══ AVAILABLE RECORDS
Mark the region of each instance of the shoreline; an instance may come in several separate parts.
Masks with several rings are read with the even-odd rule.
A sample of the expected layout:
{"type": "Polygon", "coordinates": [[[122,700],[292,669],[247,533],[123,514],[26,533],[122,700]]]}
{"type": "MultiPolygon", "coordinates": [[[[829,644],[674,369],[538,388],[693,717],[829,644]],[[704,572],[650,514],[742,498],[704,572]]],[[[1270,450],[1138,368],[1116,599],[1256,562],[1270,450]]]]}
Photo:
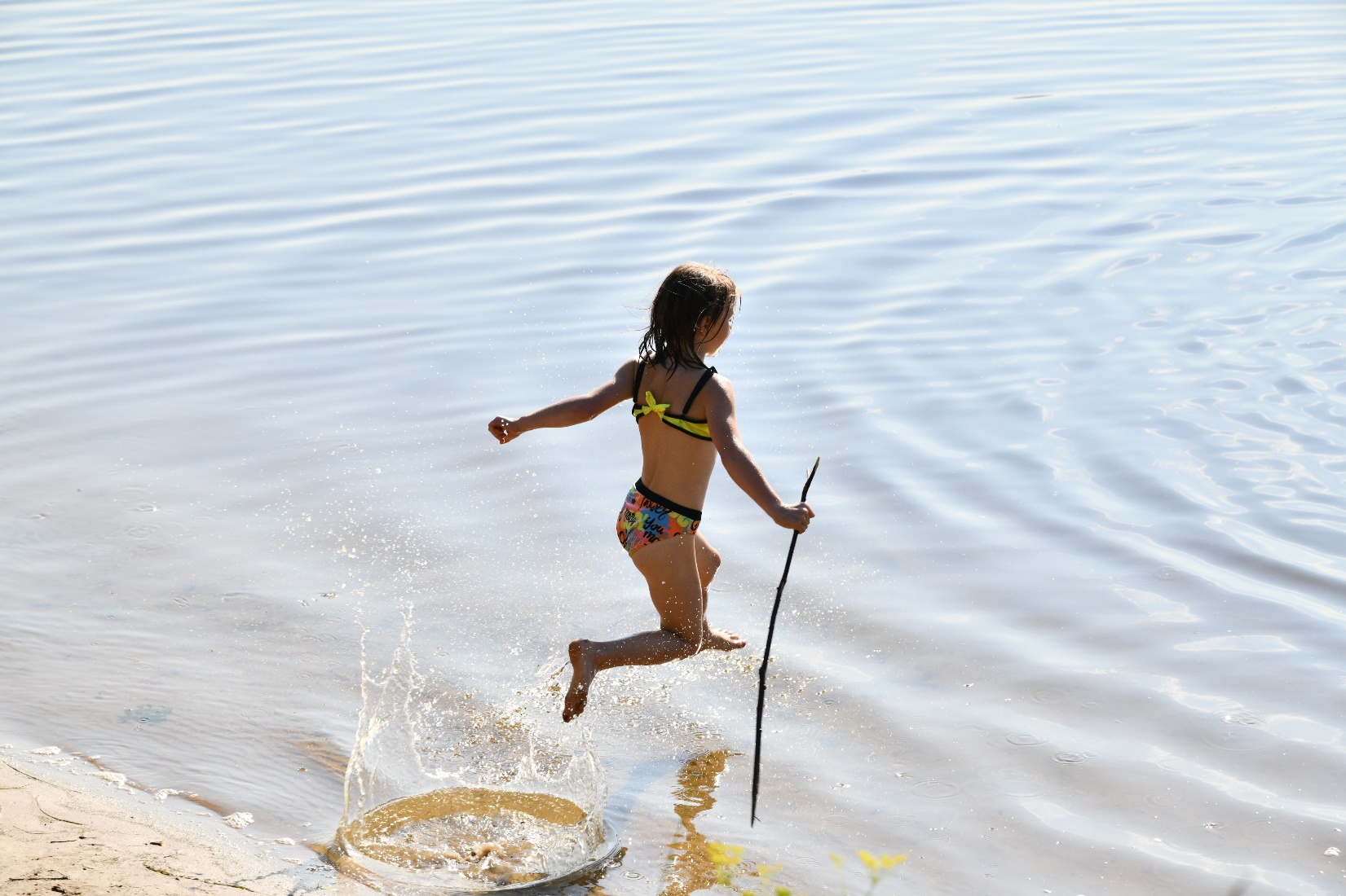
════
# TASK PROMPT
Rewrite the lines above as a numbered list, skipping any blank lines and leaving the picture out.

# FINISHED ANSWER
1. Mark the region of each instance of the shoreline; an instance may come in several separate parts.
2. Masks with several rings are read with the even-odd rule.
3. A sample of the expected layout:
4. {"type": "Polygon", "coordinates": [[[122,700],[292,669],[247,533],[123,514],[26,533],[122,700]]]}
5. {"type": "MultiPolygon", "coordinates": [[[[829,644],[674,369],[538,388],[693,717],[829,644]],[[704,572],[650,514],[742,498],[704,572]]],[[[1270,450],[1138,368],[1116,599],[1256,562],[1270,450]]]]}
6. Photo:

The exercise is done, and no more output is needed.